Directive 1: Below, copy the entries word for word, starting at the line containing "Put a dot on every instance of the man's right" and ending at the line containing "<point>781,530</point>", with both of those lines included.

Excerpted text:

So all these .so files & their dependent files needs to be available in app’s filesystem. I guess it might be difficult to figure out all the dependencies of a platform driver

I’m inclined to update existing interfaces for this as well, but see that the shared libraries are sprinkled all over the place. I suspect that you will have trouble making a classic snap work in a robust manner across all the supported distributions with things working like this. It seems that for typical OpenCL usage we’d want to grant access to /etc/OpenCL/{,**} r, and expand opengl to handle the libs in /usr/lib. Can you comment on that for the general case? I understand for your snap, this wouldn’t work.

@zyga-snapd - can you participate in this conversation?

I guess something has already been done about opencl in opengl plug https://github.com/snapcore/snapd/blob/master/cmd/snap-confine/mount-support-nvidia.c#L114 and https://github.com/snapcore/snapd/blob/master/interfaces/builtin/opengl.go#L86 , which is why I can see only nvidia platform in strict mode when plugged with opengl. This should be sufficient for apps needing only gpu

Ping @zyga-snapd - interested on your thoughts on this before proceeding.

This is an interesting case.

Directive 2:
Answer these about the snapd OpenCL discussion above:
(a) What must be available in the app's filesystem, according to the opening paragraph?
(b) For typical OpenCL usage, which path is suggested for read access?
(c) Which platform can be seen in strict mode when plugged with opengl?

Data rows:
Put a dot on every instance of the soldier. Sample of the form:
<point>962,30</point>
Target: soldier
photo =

==

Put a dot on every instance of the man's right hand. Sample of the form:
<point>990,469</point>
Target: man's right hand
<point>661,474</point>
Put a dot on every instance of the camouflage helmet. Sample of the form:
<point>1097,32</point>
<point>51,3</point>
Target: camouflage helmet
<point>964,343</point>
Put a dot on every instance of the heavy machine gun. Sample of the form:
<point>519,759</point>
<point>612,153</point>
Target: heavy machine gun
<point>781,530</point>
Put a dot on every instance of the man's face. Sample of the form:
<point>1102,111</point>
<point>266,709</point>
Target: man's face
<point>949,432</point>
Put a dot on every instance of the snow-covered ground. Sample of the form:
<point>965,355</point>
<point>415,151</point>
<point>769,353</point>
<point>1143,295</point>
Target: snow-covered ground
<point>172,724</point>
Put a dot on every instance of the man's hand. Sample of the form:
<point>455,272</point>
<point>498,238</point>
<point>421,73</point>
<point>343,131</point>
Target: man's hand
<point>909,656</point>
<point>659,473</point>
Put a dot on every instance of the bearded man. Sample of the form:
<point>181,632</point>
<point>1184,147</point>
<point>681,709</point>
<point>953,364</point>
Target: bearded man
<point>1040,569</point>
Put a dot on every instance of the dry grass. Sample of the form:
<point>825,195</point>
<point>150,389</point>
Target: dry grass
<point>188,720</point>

--

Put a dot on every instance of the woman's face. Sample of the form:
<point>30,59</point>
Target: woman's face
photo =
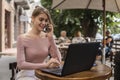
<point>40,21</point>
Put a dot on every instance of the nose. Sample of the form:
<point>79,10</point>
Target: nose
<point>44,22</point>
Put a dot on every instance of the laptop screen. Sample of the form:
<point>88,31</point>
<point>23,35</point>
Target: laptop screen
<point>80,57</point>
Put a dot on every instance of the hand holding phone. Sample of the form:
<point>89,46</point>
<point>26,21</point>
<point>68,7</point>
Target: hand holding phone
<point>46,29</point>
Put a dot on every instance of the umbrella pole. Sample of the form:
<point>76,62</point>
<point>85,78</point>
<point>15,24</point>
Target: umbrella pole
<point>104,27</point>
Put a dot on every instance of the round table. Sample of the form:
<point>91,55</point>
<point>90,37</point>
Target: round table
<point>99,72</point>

Problem solution 1:
Put a dot on every instance of the man's right hand. Sample of the form:
<point>990,469</point>
Target: man's right hand
<point>661,474</point>
Put a dot on every instance of the camouflage helmet. Sample of the form:
<point>1097,32</point>
<point>51,3</point>
Target: camouflage helmet
<point>964,343</point>
Put a dot on every instance of the heavy machine gun. Sample of the form:
<point>519,759</point>
<point>612,153</point>
Target: heavy machine gun
<point>781,530</point>

Problem solution 2:
(a) All the .so files and their dependent files.
(b) /etc/OpenCL/{,**}
(c) The nvidia platform.